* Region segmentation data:
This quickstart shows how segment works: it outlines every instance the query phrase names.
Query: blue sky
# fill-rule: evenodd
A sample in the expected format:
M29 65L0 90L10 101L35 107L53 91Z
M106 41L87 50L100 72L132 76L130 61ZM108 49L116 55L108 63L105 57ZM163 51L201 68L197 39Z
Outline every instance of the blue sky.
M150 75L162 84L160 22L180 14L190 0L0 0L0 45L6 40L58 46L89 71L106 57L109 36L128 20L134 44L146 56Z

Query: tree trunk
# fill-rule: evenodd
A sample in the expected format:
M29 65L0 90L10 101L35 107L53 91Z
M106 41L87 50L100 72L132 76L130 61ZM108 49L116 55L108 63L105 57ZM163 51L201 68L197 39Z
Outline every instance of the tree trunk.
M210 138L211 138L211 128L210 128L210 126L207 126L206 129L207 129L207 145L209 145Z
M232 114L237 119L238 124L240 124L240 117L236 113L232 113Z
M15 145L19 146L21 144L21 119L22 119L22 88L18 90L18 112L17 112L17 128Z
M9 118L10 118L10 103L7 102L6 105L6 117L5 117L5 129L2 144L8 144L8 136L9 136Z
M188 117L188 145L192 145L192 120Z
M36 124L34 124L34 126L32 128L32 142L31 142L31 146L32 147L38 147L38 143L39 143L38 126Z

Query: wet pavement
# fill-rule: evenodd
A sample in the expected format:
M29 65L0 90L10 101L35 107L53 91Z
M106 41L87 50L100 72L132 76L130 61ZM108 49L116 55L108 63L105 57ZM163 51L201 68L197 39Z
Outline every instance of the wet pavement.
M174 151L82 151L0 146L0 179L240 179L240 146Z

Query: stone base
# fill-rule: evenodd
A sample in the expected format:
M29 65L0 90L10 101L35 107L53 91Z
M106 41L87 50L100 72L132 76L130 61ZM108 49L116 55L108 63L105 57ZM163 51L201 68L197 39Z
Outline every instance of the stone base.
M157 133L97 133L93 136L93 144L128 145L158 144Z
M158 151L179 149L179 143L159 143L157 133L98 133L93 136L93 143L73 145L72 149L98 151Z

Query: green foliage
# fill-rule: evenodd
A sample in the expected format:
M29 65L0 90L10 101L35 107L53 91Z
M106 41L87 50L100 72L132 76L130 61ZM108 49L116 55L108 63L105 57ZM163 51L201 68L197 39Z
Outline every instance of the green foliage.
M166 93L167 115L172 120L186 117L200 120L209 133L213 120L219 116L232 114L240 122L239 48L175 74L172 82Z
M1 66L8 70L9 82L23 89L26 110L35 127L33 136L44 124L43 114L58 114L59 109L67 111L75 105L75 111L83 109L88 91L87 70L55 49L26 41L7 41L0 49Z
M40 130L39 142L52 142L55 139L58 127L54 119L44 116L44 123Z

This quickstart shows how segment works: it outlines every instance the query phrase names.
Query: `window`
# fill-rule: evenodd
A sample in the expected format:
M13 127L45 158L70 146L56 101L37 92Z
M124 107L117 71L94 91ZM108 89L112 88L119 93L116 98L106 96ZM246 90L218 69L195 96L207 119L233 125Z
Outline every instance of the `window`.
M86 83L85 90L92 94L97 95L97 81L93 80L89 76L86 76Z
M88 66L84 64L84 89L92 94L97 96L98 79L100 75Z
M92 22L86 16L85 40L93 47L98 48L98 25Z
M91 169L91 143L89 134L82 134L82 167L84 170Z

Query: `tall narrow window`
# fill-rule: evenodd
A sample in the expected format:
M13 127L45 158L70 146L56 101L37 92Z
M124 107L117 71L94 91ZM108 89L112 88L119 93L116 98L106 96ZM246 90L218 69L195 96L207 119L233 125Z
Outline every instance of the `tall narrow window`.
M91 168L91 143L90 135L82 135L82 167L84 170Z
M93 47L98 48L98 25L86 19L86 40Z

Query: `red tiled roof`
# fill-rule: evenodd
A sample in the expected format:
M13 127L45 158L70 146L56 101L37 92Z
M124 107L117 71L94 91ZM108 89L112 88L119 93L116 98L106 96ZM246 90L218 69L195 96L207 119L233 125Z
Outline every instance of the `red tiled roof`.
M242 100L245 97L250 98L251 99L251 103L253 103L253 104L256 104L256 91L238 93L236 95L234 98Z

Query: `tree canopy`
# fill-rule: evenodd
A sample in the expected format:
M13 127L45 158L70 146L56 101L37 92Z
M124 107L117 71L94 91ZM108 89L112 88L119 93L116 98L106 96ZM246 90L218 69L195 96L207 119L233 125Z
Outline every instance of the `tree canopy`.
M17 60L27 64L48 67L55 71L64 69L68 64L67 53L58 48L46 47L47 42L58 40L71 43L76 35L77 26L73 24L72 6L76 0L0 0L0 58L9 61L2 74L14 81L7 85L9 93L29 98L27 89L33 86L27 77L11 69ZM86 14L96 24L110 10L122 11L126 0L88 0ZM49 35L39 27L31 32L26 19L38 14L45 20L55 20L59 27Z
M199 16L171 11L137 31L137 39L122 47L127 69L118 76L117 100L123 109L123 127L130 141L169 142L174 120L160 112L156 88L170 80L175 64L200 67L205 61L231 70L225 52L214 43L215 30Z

* Brief: Format the stretch from the line containing "Query: stone base" through the line containing "M158 151L179 149L179" as a numbered list, dropping any blank lines.

* Result of this exercise:
1. Query: stone base
2. # fill-rule: evenodd
3. A sample in the expected format:
4. M29 65L0 90L10 101L35 107L53 91Z
5. M106 41L87 50L100 72L132 76L130 61ZM108 49L116 55L108 63L105 57ZM163 51L201 68L197 39Z
6. Outline every instance of the stone base.
7. M157 133L97 133L93 136L93 144L128 145L158 144Z
8. M158 151L179 149L179 143L159 143L157 133L98 133L93 136L93 143L73 145L72 149L98 151Z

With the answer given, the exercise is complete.